Exercise description
List the kinds of public figures that the blog post on celebrities and socialism names as people the writer might admire.

Reading text
################
Tuesday, 17 May 2016

Why Are So Many Celebrities Socialists?

This is something that has grated me for quite a while and yet in recent times I’ve come to accept that if there is anyone in the public eye for whom I have an admiration – be it an actor, musician, comedian or artist – they are likely to hold left wing views. I should add for I continue that the very word celebrity is not one that I am a fan of because it tends to indicate someone of fame as opposed to someone who has actually achieved recognition via applied talent in their field. However, the term is now such an ingrained part of our language that a post like this is almost impossible to write without referring to the word. So be it, we live in a word of celebrities…I’ll sigh and get on with it…

Back to the topic at hand then. Typically, this concept has raised itself around the time of general elections, when for the past ten years or so we have experienced with growing frequency a plethora of celebrities wheeled out in support of their affiliated party, or similarly to condemn another party for their policies. Given the fact that I am at least economically inclined to vote for the Tory party in most elections and yet my entertainment tastes are often alternative, underground or at least eclectic, this means that I am faced with the uncomfortable scenario of people I like and admire telling me that I should vote for a politic party that I have little time for. I can of course turn a blind eye to this, but in more recent times, these suggestions have developed into a more aggressive form of persuasion; during the last general election there were a number of high profile cases where certain celebrities were suggesting that by voting for the Tory party I was in some way incredibly selfish, greedy and in part to blame for the misfortune of thousands of people.

Now, the purpose of this post is not really to justify my political tendencies. I have already indicated that I am economically inclined to vote Tory. That is not to say that I am a hard-line Tory or rigidly right wing. Or even always vote Tory. I often evolve my views, I am regard myself as a Libertine in many ways, and being married to a teacher means that I do have views that do not necessarily lend themselves to the core beliefs of the blue party. However, these are points that can be expanded upon at another time. The point here is that from a economic standpoint, there seems to be a predilection for many celebrities to endorse a socialist standpoint which often seems at odds with the lifestyle or wealth that they have accumulated and I find it curious as to how they can justify this juxtaposition.
################
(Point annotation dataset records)
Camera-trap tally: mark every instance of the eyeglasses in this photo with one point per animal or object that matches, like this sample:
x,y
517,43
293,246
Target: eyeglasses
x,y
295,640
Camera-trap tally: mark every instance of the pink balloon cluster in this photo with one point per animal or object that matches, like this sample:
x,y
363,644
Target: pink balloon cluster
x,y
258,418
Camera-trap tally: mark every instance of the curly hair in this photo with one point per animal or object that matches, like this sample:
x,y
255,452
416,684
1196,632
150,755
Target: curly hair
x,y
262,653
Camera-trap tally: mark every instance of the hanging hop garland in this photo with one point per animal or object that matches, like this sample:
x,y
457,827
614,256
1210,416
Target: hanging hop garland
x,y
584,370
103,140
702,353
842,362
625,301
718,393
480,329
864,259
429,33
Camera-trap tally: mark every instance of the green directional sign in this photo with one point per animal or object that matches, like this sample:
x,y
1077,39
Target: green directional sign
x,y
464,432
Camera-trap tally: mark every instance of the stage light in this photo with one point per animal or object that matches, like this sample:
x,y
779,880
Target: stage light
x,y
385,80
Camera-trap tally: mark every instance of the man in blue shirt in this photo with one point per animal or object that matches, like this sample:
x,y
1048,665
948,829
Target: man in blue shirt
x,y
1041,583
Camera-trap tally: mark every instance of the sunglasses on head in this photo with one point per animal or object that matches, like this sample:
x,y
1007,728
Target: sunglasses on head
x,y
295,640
################
Result of this exercise
Actor, musician, comedian, artist